**Problem description**
An exact copy of all entries is required.

**** Data records ****

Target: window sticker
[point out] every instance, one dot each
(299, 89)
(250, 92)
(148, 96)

****

**Your response**
Target: window sticker
[point out] every instance, one dot each
(299, 89)
(250, 92)
(148, 96)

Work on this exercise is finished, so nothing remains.